→ Exercise:
Convert the records below into a two-column CSV with the header instruction,points, with one row per record holding its text and its answer. Put each in a single quoted field with line breaks replaced by spaces, and leave out the pictures.
— Begin Extracted information —
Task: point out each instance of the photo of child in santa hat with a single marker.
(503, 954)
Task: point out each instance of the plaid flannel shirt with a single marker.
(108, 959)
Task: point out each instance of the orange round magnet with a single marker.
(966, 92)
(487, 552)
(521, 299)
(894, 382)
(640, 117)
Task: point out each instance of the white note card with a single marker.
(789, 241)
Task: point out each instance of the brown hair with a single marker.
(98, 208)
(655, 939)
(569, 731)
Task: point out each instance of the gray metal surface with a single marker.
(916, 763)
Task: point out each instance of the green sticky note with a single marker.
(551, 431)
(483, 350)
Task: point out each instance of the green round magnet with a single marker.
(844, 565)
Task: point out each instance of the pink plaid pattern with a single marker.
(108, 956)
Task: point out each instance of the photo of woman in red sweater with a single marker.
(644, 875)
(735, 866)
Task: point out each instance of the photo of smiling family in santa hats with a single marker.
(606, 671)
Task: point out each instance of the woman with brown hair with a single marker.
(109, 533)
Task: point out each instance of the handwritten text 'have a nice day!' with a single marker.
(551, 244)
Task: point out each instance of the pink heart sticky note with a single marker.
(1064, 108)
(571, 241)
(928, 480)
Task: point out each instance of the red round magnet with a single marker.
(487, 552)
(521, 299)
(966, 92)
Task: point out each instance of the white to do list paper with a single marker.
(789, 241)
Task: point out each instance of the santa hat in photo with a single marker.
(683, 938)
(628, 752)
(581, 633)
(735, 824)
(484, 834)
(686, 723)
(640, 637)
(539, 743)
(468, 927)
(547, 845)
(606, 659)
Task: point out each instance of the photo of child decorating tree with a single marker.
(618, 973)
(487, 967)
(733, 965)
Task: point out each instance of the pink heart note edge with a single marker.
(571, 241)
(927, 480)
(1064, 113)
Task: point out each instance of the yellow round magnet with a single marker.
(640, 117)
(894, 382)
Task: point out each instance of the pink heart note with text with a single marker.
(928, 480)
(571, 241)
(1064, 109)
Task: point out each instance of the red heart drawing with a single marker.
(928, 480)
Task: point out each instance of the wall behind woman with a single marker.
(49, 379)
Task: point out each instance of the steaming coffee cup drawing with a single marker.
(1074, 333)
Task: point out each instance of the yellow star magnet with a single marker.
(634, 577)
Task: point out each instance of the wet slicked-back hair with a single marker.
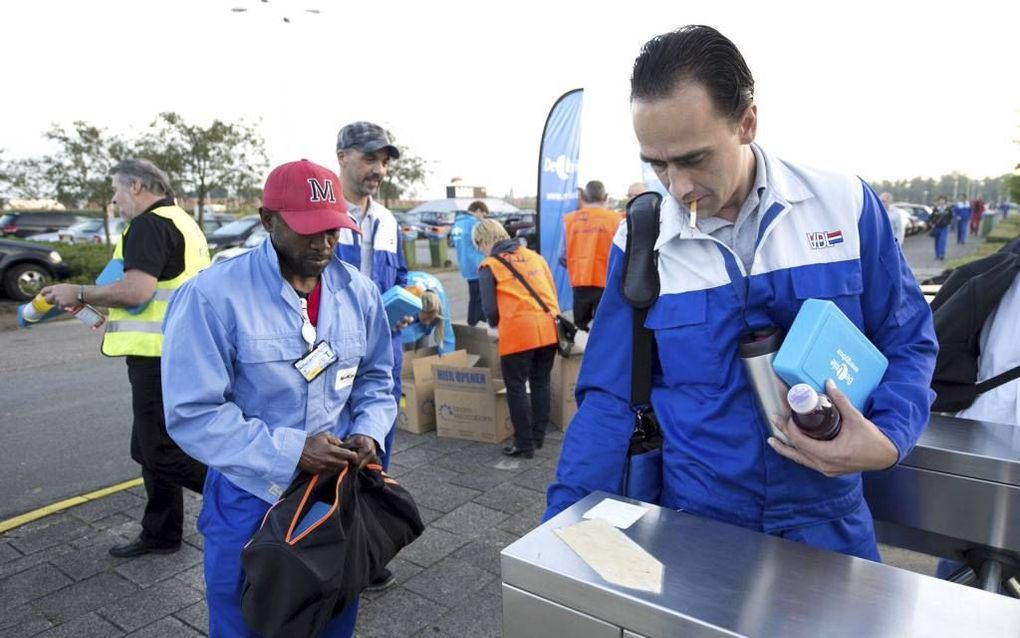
(694, 53)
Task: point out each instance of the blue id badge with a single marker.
(317, 359)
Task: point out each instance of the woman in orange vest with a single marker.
(527, 333)
(588, 237)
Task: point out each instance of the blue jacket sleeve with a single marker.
(898, 321)
(372, 407)
(198, 383)
(596, 442)
(401, 261)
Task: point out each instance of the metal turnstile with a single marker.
(721, 580)
(957, 494)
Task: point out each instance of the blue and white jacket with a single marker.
(468, 257)
(389, 267)
(820, 236)
(232, 396)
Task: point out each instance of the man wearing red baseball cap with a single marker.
(265, 351)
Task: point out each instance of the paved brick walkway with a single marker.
(56, 578)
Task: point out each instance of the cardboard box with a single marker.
(417, 402)
(479, 340)
(470, 403)
(410, 355)
(563, 386)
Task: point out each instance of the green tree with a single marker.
(401, 174)
(201, 159)
(1013, 186)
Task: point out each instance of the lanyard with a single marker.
(307, 330)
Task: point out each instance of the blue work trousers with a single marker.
(398, 363)
(853, 535)
(230, 518)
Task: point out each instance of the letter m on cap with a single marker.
(321, 191)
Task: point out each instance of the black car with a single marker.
(521, 226)
(233, 234)
(27, 267)
(17, 224)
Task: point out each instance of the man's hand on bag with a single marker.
(364, 447)
(860, 446)
(322, 452)
(61, 295)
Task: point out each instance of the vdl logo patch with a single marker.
(845, 369)
(824, 239)
(561, 165)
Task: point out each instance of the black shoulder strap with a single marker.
(520, 278)
(641, 289)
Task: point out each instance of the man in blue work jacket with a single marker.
(468, 255)
(364, 151)
(263, 352)
(766, 235)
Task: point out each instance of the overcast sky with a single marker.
(878, 89)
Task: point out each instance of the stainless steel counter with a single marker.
(958, 490)
(722, 580)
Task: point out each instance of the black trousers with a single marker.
(585, 301)
(473, 302)
(165, 468)
(529, 419)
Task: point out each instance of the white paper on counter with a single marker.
(613, 556)
(616, 512)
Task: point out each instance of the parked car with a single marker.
(438, 225)
(91, 232)
(256, 238)
(920, 216)
(24, 224)
(26, 267)
(234, 234)
(213, 222)
(521, 226)
(920, 211)
(438, 215)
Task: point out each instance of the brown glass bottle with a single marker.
(813, 412)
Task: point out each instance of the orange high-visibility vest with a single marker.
(589, 237)
(523, 325)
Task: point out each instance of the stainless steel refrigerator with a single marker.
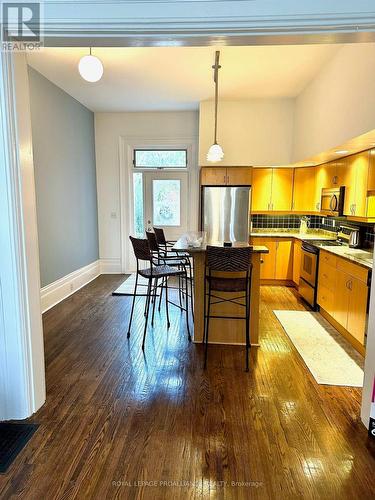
(225, 213)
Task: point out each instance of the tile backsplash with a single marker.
(332, 224)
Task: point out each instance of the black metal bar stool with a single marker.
(225, 261)
(166, 247)
(153, 274)
(174, 261)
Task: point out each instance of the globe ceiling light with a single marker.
(216, 153)
(90, 68)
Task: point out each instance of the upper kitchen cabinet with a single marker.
(239, 176)
(304, 190)
(213, 176)
(261, 190)
(331, 174)
(355, 182)
(234, 176)
(272, 189)
(371, 171)
(282, 189)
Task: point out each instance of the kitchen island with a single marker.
(223, 331)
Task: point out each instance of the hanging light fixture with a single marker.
(216, 153)
(90, 68)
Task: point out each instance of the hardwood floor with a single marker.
(115, 417)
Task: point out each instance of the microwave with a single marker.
(332, 201)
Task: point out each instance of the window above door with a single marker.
(160, 158)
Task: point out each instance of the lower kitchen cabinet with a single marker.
(284, 259)
(278, 263)
(343, 293)
(357, 312)
(297, 244)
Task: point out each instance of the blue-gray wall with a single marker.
(65, 179)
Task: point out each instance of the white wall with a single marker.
(109, 128)
(22, 378)
(338, 105)
(251, 132)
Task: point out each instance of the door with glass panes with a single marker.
(161, 195)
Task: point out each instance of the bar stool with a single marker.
(154, 273)
(166, 246)
(225, 261)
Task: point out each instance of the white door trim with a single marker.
(21, 342)
(126, 147)
(103, 23)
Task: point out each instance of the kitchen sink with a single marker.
(365, 256)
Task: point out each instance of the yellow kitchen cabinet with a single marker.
(343, 293)
(232, 176)
(371, 185)
(297, 244)
(357, 312)
(304, 190)
(350, 306)
(326, 174)
(282, 189)
(267, 268)
(278, 263)
(261, 189)
(284, 259)
(341, 166)
(213, 176)
(272, 189)
(371, 171)
(355, 181)
(239, 176)
(341, 300)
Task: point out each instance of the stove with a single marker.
(322, 243)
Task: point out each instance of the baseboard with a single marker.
(110, 266)
(61, 289)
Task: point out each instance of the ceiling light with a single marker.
(216, 153)
(90, 68)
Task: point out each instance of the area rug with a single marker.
(328, 356)
(13, 438)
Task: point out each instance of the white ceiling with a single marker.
(177, 78)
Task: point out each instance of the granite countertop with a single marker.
(311, 235)
(183, 246)
(362, 257)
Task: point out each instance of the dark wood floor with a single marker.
(115, 417)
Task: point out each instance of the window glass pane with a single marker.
(152, 158)
(166, 202)
(138, 205)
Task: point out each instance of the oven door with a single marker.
(309, 262)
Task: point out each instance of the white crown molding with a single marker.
(196, 22)
(67, 285)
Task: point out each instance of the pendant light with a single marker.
(90, 68)
(216, 153)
— End Extracted information —
→ Task answer:
instruction,points
"Task: point out each instance of the photo of child in santa hat with a single marker.","(503, 954)"
"Task: point out each instance of the plaid flannel shirt with a single marker.","(108, 959)"
"Task: point out each instance of the orange round magnet with a single marker.","(966, 92) (487, 552) (521, 299) (894, 382) (640, 117)"
"Task: point out each instance of the white note card with a single marker.","(789, 241)"
"Task: point out each instance of the brown hair with a single marker.","(98, 208) (655, 939) (569, 731)"
"Task: point out each instance of the gray metal surface with a single marker.","(916, 763)"
"Task: point out each instance of the green sticky note with a single marker.","(551, 431) (483, 350)"
"Task: point out each instance of the green round magnet with a single marker.","(844, 565)"
"Task: point out each instance of the pink plaid pattern with a single marker.","(108, 956)"
"Task: point out each instance of the photo of woman in red sweater with a single marker.","(644, 875) (735, 866)"
"Task: point out each instance of the photo of smiling family in santa hats with a single marker.","(606, 671)"
"Task: point out each instance of the woman with brown hair with a single marker.","(109, 533)"
"Task: point out each instance of the handwritten text 'have a nice day!' with a single marker.","(551, 244)"
"Task: point out each instance of the pink heart sticky note with a single marker.","(1064, 108) (571, 241) (928, 480)"
"Task: point out each instance of the red round magnet with a single marker.","(487, 552) (521, 299) (966, 92)"
"Task: point out each instance of the white to do list paper with a single marker.","(789, 241)"
"Task: point out each instance of the santa hat in photo with a single marker.","(683, 938) (628, 752) (581, 633) (735, 824) (484, 834) (686, 723) (640, 637) (539, 743) (468, 927) (547, 845) (606, 659)"
"Task: point out each instance of the photo of child decorating tree with a single marker.","(618, 973) (487, 967) (733, 965)"
"Task: point out each instance of the pink heart note edge with a single marker.","(571, 241) (927, 480) (1064, 113)"
"Task: point out each instance of the yellow round magnet with a single marker.","(640, 117) (894, 382)"
"Task: point out each instance of the pink heart note with text with a single marker.","(928, 480) (571, 241) (1064, 109)"
"Task: point out each instance of the red heart drawing with a single marker.","(928, 480)"
"Task: point out each instance of the wall behind woman with a single marker.","(49, 379)"
"Task: point out each instance of the steaming coffee cup drawing with a single marker.","(1074, 333)"
"Task: point out each instance of the yellow star magnet with a single marker.","(634, 577)"
"Task: point out each instance of the wet slicked-back hair with a single marker.","(694, 53)"
"Task: point out each instance of the blue id badge with a single marker.","(317, 359)"
"Task: point out each instance of the woman in orange vest with a single marker.","(527, 333) (588, 237)"
"Task: point out each instance of the blue jacket sleeve with a single marker.","(898, 321) (372, 407) (198, 383) (596, 442) (401, 261)"
"Task: point out each instance of the metal turnstile with a single marker.","(721, 580) (957, 494)"
"Task: point out each instance of the blue and white jacket with a single marker.","(468, 257) (389, 267) (820, 236) (232, 396)"
"Task: point out each instance of the man wearing red baseball cap with a single marker.","(265, 351)"
"Task: point out each instance of the paved brick walkway with a single marker.","(56, 578)"
"Task: point out each instance of the cardboard box with a single marker.","(417, 402) (479, 340) (470, 403) (410, 355) (563, 386)"
"Task: point out each instance of the green tree with a single marker.","(401, 174) (201, 159) (1013, 186)"
"Task: point out each instance of the lanyard with a single marker.","(307, 330)"
"Task: point out each instance of the blue work trousers with a single marker.","(398, 363) (853, 535) (230, 518)"
"Task: point out each instance of the letter m on cap with a single marker.","(321, 191)"
"Task: point out each instance of the black car with a single marker.","(521, 226) (233, 234) (27, 267) (17, 224)"
"Task: point out each instance of the man's hand on bag with a single marker.","(364, 447) (860, 446) (322, 452) (61, 295)"
"Task: point out each instance of the vdl logo patch with a single marker.","(845, 369) (824, 239) (561, 165)"
"Task: point out each instance of the black shoulder strap with a single marker.","(520, 278) (641, 289)"
"Task: point out each instance of the man in blue work jacket with a single marker.","(468, 255) (364, 151) (263, 352) (766, 235)"
"Task: point out each instance of the overcast sky with a single marker.","(878, 89)"
"Task: point out each instance of the stainless steel counter with a single marker.","(958, 490) (722, 580)"
"Task: point out each instance of the black trousers with a single marker.","(585, 301) (473, 302) (165, 468) (529, 419)"
"Task: point out each instance of the white paper on counter with a single marker.","(613, 556) (616, 512)"
"Task: point out each instance of the parked car with a single marker.","(438, 225) (91, 232) (256, 238) (920, 216) (24, 224) (26, 267) (234, 234) (213, 222) (521, 226) (920, 211) (438, 215)"
"Task: point out each instance of the brown glass bottle with a single marker.","(813, 412)"
"Task: point out each instance of the orange high-visibility vest with a single marker.","(589, 237) (523, 325)"
"Task: point out each instance of the stainless steel refrigerator with a single marker.","(225, 213)"
"Task: point out each instance of the tile backsplash with a single marker.","(332, 224)"
"Task: point out each instance of the black metal bar stool with a single marker.","(225, 261) (166, 247) (153, 274) (174, 261)"
"Task: point out each instance of the globe ceiling light with a single marker.","(216, 153) (90, 68)"
"Task: point out each instance of the upper kitchen cabinet with a single marker.","(239, 176) (304, 190) (213, 176) (261, 190) (331, 174) (355, 182) (234, 176) (272, 189) (371, 171) (282, 189)"
"Task: point out each instance of the kitchen island with a single marker.","(223, 331)"
"Task: point out each instance of the hanging light fixture with a single marker.","(216, 153) (90, 68)"
"Task: point out each instance of the hardwood floor with a single marker.","(115, 417)"
"Task: point out each instance of the microwave with a single marker.","(332, 201)"
"Task: point out each instance of the window above door with a single marker.","(160, 158)"
"Task: point out each instance of the lower kitchen cabinet with a single marker.","(284, 259) (278, 263) (343, 293) (357, 312) (297, 244)"
"Task: point out each instance of the blue-gray wall with a single marker.","(65, 179)"
"Task: point out each instance of the white wall with a single marker.","(109, 128) (22, 378) (338, 105) (251, 132)"
"Task: point out each instance of the door with glass panes with a single marker.","(161, 195)"
"Task: point out each instance of the bar stool with a single marker.","(154, 273) (166, 246) (225, 261)"
"Task: point out each instance of the white door trim with a single marker.","(21, 342) (126, 147) (103, 23)"
"Task: point out each instance of the kitchen sink with a single marker.","(365, 256)"
"Task: point out each instance of the yellow kitchen cabinet with a single marker.","(343, 293) (232, 176) (371, 185) (297, 244) (357, 312) (304, 190) (350, 306) (326, 174) (282, 189) (267, 268) (278, 263) (261, 189) (284, 259) (341, 166) (213, 176) (272, 189) (371, 171) (355, 181) (239, 176) (341, 300)"
"Task: point out each instance of the stove with a single marker.","(322, 243)"
"Task: point out each instance of the baseboard with a single marker.","(110, 266) (61, 289)"
"Task: point out each instance of the ceiling light with a single marker.","(216, 153) (90, 68)"
"Task: point out each instance of the area rug with a single marker.","(328, 356) (13, 438)"
"Task: point out each instance of the white ceiling with a single marker.","(177, 78)"
"Task: point out each instance of the granite countertop with a single marker.","(311, 235) (183, 246) (362, 257)"
"Task: point out each instance of the dark wood floor with a single marker.","(115, 417)"
"Task: point out each instance of the window glass pane with a single marker.","(152, 158) (166, 202) (138, 205)"
"Task: point out each instance of the oven door with a single marker.","(309, 262)"
"Task: point out each instance of the white crown molding with a single marker.","(196, 22) (67, 285)"
"Task: point out each instance of the pendant light with a single marker.","(90, 68) (216, 153)"